» WORK ORDER 1
Duplicate the portion of the methods passage from "Third, we fitted" up to and including "linear interaction approach.".
» WORK ORDER 2
According to the methods passage, how many replications were performed for each scenario?

» PASSAGE SHOWN
# # # # # # #

Third, we fitted a logistic regression model including treatment, the risk linear predictor, and their linear interaction, that is, \(P\left(Y=1 | X=x,Z=z;\widehat{\beta }\right)={\text{expit}}\left({\delta }_{0}+{\delta }_{1}z+{\delta }_{2}{\widehat{lp}}_{0}+{\delta }_{3}z{\widehat{lp}}_{0}\right)\). Absolute benefit is then estimated from \(\tau \left(x;\widehat{\beta }\right)={\text{expit}}\left({\delta }_{0}+{\delta }_{2}{\widehat{lp}}_{0}\right)-{\text{expit}}\left({(\delta }_{0}+{\delta }_{1})+{(\delta }_{2}{+{\delta }_{3})\widehat{lp}}_{0}\right)\). We will refer to this method as the linear interaction approach.

Fourth, we used restricted cubic splines (RCS) to relax the linearity assumption on the effect of the linear predictor [25]. We considered splines with 3 (RCS-3), 4 (RCS-4) and 5 (RCS-5) knots, together with their interaction with treatment, to compare models with different levels of flexibility (Supplement, Sect. 4).

Finally, we considered an adaptive approach using Akaike’s Information Criterion (AIC) for model selection. More specifically, we ranked the constant relative treatment effect model, the linear interaction model, and the RCS models with 3, 4, and 5 knots based on their AIC and selected the one with the lowest value. The extra degrees of freedom were 1 (linear interaction), 2, 3 and 4 (RCS models) for these increasingly complex interactions with the treatment effect.

Evaluation metrics

We evaluated the predictive accuracy of the considered methods by the root mean squared error (RMSE):

$${\text{RMSE}}=\sqrt{\frac{1}{n}\sum_{i=1}^{n}(\tau \left({\mathbf{x}}_{i}\right)-\widehat{\tau }\left({\mathbf{x}}_{i}\right){)}^{2}}$$

We compared the discriminative ability of the methods under study using c-for-benefit and the integrated calibration index (ICI) for benefit (Supplement, Sect. 6). Since true patient-specific benefit is unobservable, we calculated observed benefit using the following approach: patients in each treatment arm are ranked based on their predicted benefit and then matched 1:1 on predicted benefit across treatment arms. Observed treatment benefit is defined as the difference of observed outcomes between the untreated and the treated patient of each matched patient pair. Since matching may not be perfect, that is, predicted benefits for the patients of the pair may not be equal, pair-specific predicted benefit is defined as the average of predicted benefit within each matched patient pair [26]. Then, the c-for-benefit represents the probability that from two randomly chosen predicted benefit-matched patient pairs with unequal observed benefit, the pair with greater observed benefit also has a higher predicted benefit. We evaluated calibration in a similar manner, using the integrated calibration index (ICI) for benefit [27]. The observed benefits are regressed on the predicted benefits using a locally weighted scatterplot smoother (loess). The ICI-for-benefit is the average absolute difference between predicted and smooth observed benefit. Values closer to 0 represent better calibration. For each scenario we performed 500 replications, within which all the considered models were fitted. We simulated a super-population of size 500,000 for each scenario within which we calculated RMSE and discrimination and calibration for benefit of all the models in each replication.

# # # # # # #

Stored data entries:

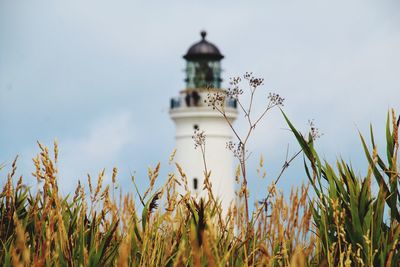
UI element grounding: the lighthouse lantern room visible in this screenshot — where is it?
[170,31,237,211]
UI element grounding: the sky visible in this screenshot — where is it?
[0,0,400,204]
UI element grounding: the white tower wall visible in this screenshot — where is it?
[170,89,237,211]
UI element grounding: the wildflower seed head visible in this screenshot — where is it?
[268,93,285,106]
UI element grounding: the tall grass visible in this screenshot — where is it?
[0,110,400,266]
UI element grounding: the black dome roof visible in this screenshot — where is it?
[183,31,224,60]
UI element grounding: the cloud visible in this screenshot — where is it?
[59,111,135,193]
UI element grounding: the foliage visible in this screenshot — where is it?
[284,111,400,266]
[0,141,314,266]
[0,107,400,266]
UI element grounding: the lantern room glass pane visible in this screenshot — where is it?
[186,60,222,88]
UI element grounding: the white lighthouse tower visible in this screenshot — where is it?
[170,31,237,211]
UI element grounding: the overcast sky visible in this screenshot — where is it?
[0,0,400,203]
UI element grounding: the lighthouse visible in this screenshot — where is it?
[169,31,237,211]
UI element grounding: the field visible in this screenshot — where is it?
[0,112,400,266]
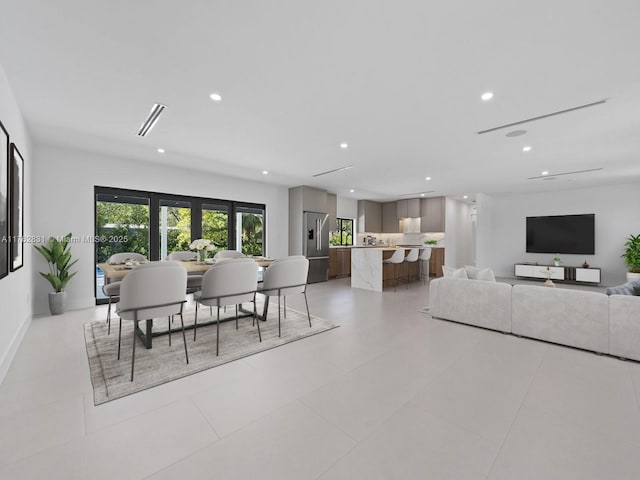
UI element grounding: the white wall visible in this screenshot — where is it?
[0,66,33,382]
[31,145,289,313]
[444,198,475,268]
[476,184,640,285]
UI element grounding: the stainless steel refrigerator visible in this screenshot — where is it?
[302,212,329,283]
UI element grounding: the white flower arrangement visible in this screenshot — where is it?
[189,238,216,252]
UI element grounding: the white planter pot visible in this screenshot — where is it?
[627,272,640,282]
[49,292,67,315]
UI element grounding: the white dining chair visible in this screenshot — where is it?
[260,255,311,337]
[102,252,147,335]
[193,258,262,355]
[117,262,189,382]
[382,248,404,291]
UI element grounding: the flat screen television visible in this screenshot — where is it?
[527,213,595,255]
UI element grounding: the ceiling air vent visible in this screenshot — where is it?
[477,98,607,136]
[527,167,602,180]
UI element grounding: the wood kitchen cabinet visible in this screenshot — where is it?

# # # # # # #

» TASK RESPONSE 1
Third, we fitted a logistic regression model including treatment, the risk linear predictor, and their linear interaction, that is, \(P\left(Y=1 | X=x,Z=z;\widehat{\beta }\right)={\text{expit}}\left({\delta }_{0}+{\delta }_{1}z+{\delta }_{2}{\widehat{lp}}_{0}+{\delta }_{3}z{\widehat{lp}}_{0}\right)\). Absolute benefit is then estimated from \(\tau \left(x;\widehat{\beta }\right)={\text{expit}}\left({\delta }_{0}+{\delta }_{2}{\widehat{lp}}_{0}\right)-{\text{expit}}\left({(\delta }_{0}+{\delta }_{1})+{(\delta }_{2}{+{\delta }_{3})\widehat{lp}}_{0}\right)\). We will refer to this method as the linear interaction approach.

» TASK RESPONSE 2
500 replications were performed for each scenario.